Rows from a point annotation set
↓

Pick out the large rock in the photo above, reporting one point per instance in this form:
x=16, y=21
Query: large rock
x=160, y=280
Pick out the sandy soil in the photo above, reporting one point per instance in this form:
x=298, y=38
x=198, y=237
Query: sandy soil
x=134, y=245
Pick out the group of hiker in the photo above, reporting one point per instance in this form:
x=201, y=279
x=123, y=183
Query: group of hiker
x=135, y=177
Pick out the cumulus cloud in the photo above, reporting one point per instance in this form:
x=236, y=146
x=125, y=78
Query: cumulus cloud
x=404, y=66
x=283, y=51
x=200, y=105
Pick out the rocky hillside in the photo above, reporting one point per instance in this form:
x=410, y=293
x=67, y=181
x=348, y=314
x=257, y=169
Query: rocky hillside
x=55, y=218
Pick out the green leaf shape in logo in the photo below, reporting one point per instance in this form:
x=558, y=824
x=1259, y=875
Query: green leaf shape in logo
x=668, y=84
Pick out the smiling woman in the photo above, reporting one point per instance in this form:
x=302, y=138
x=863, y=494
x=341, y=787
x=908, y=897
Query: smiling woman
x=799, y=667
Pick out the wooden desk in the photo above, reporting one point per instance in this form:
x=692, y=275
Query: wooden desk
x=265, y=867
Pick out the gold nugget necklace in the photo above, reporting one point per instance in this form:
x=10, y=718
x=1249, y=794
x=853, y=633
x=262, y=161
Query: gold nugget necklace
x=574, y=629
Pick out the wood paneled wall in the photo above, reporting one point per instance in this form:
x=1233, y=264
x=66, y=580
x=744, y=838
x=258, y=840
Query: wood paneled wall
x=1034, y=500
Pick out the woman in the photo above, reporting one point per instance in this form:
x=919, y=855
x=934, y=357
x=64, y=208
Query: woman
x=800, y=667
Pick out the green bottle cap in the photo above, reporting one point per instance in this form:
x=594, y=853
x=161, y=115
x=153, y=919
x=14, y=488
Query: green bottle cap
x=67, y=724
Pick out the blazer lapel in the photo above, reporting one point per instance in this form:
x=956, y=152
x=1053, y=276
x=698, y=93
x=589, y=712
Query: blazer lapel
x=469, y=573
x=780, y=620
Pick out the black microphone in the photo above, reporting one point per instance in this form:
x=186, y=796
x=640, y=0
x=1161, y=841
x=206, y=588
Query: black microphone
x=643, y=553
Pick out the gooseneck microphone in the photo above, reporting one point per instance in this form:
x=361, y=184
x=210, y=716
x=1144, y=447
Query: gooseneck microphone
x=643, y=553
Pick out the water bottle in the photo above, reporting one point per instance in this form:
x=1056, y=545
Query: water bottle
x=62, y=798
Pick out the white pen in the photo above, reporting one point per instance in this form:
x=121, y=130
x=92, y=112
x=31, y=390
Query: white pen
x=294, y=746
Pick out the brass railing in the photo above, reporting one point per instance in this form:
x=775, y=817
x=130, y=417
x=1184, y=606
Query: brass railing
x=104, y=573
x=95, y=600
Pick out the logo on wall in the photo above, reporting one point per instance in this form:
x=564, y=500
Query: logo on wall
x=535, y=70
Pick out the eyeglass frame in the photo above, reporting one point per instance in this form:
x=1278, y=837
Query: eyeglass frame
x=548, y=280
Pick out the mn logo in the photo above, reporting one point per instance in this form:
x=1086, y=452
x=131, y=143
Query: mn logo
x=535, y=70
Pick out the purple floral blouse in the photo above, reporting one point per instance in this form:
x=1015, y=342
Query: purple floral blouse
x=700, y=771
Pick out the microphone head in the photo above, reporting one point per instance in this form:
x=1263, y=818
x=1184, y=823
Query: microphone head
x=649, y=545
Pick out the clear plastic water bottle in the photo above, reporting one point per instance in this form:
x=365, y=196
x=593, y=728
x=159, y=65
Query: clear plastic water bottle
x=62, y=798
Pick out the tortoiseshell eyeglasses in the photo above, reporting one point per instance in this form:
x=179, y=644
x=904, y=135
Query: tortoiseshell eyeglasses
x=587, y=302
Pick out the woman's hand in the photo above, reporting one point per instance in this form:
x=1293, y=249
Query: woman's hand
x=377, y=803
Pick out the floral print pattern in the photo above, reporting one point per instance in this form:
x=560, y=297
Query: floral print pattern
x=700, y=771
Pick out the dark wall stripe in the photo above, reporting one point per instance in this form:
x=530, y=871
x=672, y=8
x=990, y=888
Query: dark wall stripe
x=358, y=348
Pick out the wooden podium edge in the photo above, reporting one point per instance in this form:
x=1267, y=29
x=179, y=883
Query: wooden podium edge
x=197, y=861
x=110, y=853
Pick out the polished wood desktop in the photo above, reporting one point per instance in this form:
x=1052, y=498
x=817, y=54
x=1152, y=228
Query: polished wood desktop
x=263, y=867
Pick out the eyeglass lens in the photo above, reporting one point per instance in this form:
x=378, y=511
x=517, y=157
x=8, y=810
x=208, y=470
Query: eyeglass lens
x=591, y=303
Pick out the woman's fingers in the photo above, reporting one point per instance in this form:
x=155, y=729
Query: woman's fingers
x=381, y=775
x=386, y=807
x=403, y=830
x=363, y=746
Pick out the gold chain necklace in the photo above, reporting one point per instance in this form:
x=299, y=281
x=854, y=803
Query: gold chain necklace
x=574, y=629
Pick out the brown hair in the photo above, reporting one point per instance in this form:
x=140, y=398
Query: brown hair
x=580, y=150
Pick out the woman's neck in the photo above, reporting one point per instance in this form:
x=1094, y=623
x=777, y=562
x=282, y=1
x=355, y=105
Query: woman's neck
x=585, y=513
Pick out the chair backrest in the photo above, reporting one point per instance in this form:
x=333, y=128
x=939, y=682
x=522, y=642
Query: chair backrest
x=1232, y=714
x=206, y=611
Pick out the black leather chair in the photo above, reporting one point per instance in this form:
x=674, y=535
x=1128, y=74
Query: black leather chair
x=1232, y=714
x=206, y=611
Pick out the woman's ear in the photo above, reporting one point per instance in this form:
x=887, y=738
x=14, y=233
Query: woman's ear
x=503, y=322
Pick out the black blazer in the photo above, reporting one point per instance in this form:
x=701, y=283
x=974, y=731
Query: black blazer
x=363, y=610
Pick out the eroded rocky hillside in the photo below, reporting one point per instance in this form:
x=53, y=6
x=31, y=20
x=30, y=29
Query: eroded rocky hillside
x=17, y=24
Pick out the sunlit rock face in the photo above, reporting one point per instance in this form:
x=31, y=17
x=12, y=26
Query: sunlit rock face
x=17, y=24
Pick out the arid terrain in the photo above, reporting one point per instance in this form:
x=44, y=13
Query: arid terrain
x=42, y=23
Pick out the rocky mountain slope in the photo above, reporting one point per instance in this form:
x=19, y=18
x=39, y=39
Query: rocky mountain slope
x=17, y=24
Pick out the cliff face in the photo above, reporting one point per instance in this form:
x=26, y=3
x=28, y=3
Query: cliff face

↑

Aim.
Quote the rows above verbatim, from the line with "Pick out the dark" to the line with "x=358, y=348", including both of those lines.

Solution for this exercise.
Pick out the dark wall stripe in the photo above, reporting one point per instance in this form:
x=530, y=871
x=672, y=8
x=990, y=888
Query: dark wall stripe
x=358, y=348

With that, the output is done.